## [Goal of the exercise]
Reproduce word for word the part of the material below that starts with the line containing "Put one point on each instance of the tree shadow." and ends with the line containing "Target: tree shadow", including both of those lines.
***** Excerpted records
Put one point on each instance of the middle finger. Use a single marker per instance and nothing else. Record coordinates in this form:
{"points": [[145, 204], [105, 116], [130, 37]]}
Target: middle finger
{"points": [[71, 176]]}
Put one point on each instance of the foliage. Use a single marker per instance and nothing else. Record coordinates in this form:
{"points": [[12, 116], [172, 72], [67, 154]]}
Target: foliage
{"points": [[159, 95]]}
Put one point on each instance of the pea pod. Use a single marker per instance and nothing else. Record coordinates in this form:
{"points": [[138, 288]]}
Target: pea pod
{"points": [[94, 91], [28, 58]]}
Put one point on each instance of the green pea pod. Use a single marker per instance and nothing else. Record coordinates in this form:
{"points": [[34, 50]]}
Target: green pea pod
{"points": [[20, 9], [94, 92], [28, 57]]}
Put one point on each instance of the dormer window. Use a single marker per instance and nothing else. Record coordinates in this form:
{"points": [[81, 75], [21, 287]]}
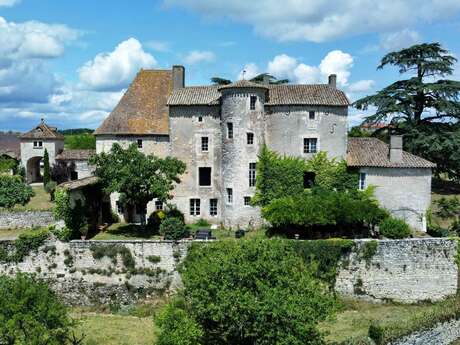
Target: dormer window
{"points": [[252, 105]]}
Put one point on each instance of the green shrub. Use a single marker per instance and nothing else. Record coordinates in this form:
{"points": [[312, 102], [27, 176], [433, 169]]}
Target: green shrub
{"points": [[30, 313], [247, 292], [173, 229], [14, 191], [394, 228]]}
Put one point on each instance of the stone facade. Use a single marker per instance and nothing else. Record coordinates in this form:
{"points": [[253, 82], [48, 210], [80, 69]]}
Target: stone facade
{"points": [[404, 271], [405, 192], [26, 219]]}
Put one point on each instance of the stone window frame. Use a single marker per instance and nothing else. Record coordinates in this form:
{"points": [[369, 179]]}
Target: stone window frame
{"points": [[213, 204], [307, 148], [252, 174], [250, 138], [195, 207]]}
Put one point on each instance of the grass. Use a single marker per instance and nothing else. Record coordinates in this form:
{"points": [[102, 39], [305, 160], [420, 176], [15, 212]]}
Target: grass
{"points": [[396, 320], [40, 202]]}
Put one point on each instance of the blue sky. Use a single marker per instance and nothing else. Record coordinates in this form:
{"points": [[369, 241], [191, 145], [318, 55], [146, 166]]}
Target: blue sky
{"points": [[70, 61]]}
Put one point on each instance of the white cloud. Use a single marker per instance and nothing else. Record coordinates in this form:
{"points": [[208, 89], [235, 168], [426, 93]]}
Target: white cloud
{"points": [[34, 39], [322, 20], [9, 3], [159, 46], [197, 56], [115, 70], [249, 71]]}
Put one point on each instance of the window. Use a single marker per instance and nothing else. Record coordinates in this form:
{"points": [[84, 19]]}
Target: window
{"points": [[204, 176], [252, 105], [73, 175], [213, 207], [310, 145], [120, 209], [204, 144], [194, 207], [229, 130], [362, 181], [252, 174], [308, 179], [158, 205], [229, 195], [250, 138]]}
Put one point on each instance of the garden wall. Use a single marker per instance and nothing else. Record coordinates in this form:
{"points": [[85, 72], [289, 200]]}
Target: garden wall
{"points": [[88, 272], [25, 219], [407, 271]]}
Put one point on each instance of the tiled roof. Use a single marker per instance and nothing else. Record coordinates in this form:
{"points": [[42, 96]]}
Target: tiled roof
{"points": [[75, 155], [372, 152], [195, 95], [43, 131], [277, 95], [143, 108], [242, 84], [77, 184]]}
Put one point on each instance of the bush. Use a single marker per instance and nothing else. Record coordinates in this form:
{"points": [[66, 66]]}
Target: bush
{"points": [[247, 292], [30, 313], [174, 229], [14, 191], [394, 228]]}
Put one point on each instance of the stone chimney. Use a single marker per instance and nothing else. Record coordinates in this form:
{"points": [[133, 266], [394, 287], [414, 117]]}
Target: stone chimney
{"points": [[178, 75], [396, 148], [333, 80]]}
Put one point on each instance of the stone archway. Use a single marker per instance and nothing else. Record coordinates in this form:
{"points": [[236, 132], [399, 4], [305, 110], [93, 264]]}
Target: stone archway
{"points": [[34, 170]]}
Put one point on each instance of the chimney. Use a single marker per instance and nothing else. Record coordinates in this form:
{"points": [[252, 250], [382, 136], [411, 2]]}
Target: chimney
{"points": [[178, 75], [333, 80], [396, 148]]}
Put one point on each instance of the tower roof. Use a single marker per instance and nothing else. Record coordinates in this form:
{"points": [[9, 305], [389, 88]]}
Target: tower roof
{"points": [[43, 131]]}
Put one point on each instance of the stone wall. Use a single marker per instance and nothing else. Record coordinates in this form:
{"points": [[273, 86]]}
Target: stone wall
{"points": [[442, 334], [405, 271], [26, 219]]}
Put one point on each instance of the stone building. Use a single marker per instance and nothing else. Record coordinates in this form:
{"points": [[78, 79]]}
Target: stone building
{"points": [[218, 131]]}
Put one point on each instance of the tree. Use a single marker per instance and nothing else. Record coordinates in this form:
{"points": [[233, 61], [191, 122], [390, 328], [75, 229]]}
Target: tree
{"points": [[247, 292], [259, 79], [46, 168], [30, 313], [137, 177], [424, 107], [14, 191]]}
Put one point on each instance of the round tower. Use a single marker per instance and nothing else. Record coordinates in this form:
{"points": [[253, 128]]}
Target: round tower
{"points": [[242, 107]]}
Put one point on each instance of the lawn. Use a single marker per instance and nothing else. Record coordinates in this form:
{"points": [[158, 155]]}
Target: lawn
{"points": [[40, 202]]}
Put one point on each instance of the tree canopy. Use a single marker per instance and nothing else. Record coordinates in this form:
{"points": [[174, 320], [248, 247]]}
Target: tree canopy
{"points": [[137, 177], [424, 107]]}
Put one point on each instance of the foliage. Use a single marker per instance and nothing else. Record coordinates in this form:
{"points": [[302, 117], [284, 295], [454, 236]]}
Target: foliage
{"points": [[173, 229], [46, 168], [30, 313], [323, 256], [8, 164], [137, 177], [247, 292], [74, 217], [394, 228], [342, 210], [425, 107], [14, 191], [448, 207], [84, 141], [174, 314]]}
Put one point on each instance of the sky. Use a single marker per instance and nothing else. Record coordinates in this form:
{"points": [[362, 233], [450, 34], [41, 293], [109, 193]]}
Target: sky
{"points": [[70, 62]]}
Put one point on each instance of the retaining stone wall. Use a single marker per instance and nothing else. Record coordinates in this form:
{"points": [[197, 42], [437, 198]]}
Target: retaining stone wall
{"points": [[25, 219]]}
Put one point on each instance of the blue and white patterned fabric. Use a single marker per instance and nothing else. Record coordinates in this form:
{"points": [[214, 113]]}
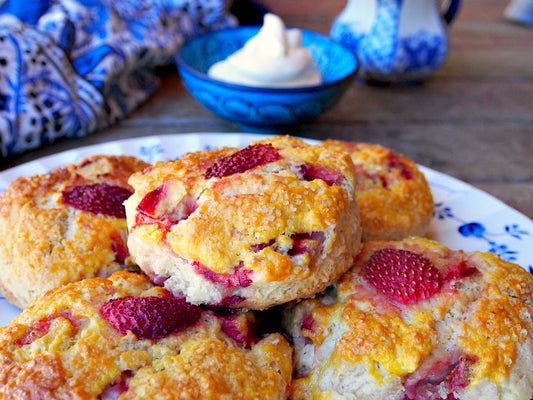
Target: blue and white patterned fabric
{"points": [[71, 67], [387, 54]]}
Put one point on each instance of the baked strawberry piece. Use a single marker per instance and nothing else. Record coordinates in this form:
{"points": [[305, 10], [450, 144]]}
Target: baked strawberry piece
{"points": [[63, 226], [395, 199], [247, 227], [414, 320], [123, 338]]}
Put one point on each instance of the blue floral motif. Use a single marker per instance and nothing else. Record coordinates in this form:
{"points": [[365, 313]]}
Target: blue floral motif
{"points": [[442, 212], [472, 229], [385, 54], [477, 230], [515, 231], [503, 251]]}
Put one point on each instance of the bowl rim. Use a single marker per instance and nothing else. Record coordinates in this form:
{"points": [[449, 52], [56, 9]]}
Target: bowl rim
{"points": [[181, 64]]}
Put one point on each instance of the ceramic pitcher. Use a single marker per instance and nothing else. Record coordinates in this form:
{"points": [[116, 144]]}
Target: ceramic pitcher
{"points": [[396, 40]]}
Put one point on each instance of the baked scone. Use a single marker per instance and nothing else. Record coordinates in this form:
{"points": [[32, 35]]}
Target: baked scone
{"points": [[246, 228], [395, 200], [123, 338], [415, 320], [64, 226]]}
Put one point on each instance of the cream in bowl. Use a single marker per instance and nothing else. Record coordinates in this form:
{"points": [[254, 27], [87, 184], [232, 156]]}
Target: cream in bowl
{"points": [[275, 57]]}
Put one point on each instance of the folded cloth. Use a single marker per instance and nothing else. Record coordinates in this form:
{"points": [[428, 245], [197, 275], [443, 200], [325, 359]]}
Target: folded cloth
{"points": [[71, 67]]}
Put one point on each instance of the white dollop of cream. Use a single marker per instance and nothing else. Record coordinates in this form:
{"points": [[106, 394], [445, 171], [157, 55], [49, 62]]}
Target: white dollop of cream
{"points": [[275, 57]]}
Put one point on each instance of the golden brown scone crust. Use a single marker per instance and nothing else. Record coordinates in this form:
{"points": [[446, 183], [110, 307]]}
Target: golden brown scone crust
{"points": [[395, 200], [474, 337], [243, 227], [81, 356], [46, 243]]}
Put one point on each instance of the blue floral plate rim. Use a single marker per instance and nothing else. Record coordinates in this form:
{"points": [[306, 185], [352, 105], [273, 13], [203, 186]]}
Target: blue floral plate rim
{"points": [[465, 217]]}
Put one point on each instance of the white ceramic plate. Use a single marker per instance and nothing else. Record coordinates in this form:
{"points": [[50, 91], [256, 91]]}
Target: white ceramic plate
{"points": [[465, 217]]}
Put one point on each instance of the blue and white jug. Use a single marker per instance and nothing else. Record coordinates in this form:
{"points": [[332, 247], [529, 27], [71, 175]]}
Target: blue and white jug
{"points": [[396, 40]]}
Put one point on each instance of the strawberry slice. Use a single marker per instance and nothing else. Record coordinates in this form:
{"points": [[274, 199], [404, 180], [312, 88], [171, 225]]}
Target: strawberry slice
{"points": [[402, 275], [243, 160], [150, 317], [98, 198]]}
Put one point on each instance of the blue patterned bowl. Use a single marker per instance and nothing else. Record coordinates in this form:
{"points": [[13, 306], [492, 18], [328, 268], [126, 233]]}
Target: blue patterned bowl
**********
***** Excerpted records
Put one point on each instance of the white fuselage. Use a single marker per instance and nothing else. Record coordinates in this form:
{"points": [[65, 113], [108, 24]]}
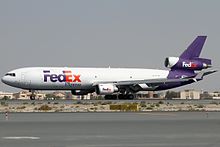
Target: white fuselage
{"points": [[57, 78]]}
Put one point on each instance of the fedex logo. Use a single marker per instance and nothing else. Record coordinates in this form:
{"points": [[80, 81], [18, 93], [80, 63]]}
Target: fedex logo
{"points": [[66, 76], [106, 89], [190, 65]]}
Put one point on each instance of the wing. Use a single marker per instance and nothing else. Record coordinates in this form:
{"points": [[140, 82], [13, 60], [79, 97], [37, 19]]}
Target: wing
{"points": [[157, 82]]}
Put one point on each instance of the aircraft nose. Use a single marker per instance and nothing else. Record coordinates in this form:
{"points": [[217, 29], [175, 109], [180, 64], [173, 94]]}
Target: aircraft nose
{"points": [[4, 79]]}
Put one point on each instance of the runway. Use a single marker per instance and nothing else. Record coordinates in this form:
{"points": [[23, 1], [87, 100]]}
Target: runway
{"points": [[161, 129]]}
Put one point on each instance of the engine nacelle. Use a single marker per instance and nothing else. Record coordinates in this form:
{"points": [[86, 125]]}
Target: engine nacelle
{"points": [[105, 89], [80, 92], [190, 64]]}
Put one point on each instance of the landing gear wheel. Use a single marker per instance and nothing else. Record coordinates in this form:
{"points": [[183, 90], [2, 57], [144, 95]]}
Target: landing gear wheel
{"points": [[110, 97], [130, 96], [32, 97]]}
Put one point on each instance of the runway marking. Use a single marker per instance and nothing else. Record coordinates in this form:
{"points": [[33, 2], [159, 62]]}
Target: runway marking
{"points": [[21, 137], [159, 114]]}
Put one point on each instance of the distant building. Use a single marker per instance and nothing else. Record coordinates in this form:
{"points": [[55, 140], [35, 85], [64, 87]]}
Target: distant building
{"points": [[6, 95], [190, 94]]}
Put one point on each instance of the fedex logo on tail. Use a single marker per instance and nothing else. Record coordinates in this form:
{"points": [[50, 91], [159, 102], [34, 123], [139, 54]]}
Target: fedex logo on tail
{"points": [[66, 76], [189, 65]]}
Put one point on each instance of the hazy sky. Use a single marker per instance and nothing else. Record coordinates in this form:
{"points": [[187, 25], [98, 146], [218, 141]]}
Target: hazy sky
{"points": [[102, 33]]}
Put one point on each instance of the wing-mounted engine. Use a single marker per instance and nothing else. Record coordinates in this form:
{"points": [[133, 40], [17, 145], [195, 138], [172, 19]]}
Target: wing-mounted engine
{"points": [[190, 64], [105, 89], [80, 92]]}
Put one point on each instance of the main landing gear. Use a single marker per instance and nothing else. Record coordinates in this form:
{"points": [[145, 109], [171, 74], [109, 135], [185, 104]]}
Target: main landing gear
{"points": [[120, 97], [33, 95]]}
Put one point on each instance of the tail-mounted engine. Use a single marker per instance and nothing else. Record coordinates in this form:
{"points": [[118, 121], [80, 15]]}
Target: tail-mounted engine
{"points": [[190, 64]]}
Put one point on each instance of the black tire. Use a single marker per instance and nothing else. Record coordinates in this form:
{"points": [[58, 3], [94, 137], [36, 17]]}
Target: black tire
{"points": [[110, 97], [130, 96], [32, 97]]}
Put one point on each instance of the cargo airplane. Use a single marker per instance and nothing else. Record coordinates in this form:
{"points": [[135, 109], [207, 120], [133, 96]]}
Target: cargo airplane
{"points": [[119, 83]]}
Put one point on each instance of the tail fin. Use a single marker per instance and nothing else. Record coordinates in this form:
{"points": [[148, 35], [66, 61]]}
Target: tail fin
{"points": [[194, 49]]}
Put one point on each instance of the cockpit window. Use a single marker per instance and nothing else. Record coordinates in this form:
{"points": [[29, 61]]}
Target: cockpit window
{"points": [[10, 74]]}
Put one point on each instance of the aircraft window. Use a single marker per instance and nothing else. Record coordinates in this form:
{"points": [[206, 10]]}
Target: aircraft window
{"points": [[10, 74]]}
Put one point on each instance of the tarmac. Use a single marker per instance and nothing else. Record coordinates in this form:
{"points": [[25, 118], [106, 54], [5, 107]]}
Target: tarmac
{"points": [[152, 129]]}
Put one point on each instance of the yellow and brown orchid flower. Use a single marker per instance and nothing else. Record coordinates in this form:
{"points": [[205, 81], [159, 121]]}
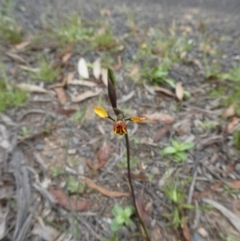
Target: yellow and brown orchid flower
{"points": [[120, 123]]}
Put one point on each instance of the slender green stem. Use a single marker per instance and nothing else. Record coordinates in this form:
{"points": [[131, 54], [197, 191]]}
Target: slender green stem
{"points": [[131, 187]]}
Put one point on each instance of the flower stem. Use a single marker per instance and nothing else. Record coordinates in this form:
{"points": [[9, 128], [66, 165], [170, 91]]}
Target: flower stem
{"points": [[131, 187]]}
**********
***** Excerpted records
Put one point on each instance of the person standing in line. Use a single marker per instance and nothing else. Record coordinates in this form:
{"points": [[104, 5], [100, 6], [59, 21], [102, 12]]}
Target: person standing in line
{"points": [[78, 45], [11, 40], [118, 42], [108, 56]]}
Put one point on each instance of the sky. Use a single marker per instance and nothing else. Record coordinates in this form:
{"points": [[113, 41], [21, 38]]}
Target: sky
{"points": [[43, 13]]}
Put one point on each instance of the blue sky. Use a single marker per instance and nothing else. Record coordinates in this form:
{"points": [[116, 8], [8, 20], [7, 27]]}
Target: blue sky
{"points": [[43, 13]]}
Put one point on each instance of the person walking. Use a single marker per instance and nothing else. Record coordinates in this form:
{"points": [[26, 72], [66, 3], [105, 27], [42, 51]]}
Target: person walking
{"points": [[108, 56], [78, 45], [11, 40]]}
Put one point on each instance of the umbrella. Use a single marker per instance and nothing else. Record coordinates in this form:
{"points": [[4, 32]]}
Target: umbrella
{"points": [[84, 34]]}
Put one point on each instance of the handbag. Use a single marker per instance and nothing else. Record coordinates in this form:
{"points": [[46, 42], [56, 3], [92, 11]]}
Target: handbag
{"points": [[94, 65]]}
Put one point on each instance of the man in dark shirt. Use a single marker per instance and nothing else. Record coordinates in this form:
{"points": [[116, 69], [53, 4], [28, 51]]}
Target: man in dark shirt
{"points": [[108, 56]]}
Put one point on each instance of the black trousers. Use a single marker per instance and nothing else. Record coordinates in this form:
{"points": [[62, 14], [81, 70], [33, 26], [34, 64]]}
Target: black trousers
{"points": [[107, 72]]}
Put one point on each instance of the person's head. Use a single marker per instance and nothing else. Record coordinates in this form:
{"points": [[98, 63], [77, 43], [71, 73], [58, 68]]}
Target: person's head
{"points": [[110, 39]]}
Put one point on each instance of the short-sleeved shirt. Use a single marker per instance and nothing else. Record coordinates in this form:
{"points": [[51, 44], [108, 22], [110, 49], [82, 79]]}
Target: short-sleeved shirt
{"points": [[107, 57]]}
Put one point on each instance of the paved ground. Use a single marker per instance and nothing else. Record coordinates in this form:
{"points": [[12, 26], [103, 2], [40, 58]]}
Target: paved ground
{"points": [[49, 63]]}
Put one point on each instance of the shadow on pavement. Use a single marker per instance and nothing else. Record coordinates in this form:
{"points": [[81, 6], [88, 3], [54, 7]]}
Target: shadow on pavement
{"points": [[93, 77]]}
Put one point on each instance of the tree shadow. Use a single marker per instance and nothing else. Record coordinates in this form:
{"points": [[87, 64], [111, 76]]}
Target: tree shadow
**********
## [Written response]
Put one point on each instance of the tree shadow. Use a single marker per instance and nothing else. Record coordinates in this form:
{"points": [[87, 64], [111, 76]]}
Target: tree shadow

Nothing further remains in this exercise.